=== Text excerpt ===

Sunday, January 20, 2013

Rick Knox as Deus Ex Machina: PWG Threemendous III Review

TH Style, folks.

Highlights:
  • Joey Ryan, in the middle of his 87% campaign, choked out Famous B with the katahajime to get the win.
  • Roderick Strong fended off a feisty TJ Perkins enough to nail him with the suplex backcracker for the win.
  • In a match where the crowd turned against them, the RockNES Monsters used shady teamwork to get a backslide pin on Ryan Taylor to beat him and his "brother" Chuck.
  • Brian Cage scored a mild upset over Eddie Edwards with the Weapon X (Gory Special Flatliner). Afterwards, he called out whoever came out of the World Title match.
  • In a CERTIFIED HOSS FIGHT that featured Cage running in to waylay BOTH competitors, Kevin Steen finished off Willie Mack with the Psycho Driver.
  • B-Boy defeated a debuting Drake Younger with a sheer-drop Air Raid Crash.

=== Available data ===

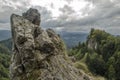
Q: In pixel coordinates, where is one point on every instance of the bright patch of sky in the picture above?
(55, 5)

===

*Short task*
In the PWG Threemendous III review, how did the RockNES Monsters get their win?

*The response*
They used shady teamwork to get a backslide pin on Ryan Taylor, beating him and his "brother" Chuck.